- INFORMATION GIVEN
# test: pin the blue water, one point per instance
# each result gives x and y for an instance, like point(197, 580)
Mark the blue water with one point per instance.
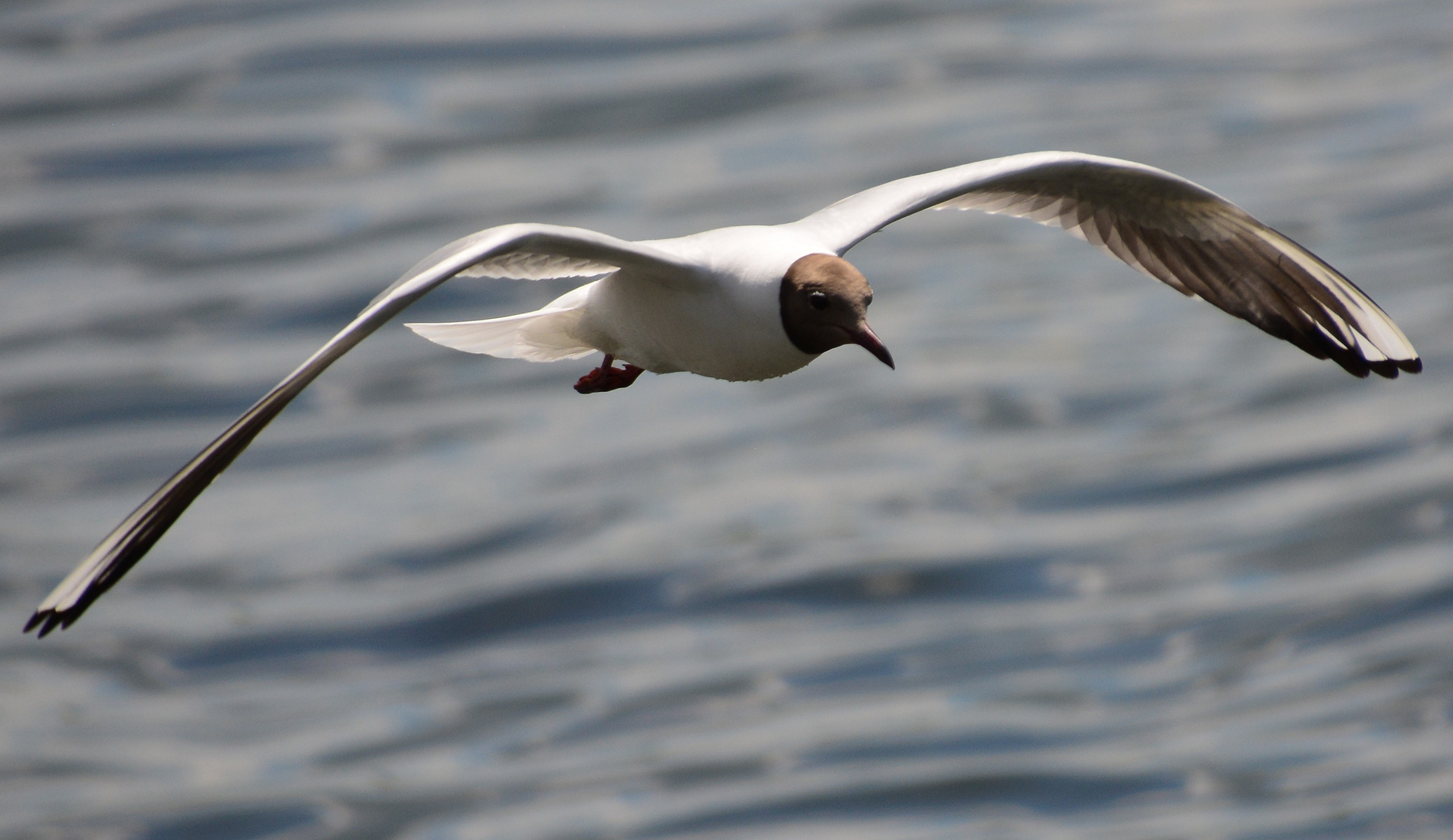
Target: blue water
point(1096, 562)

- WRITTEN EXERCISE
Copy out every one of the lines above word for word, leaving out the pictures.

- RESULT OF THIS TASK
# test: pin the blue water, one point per instance
# each result gives x and y for an instance, like point(197, 580)
Mark the blue water with one point per instance.
Target: blue water
point(1096, 562)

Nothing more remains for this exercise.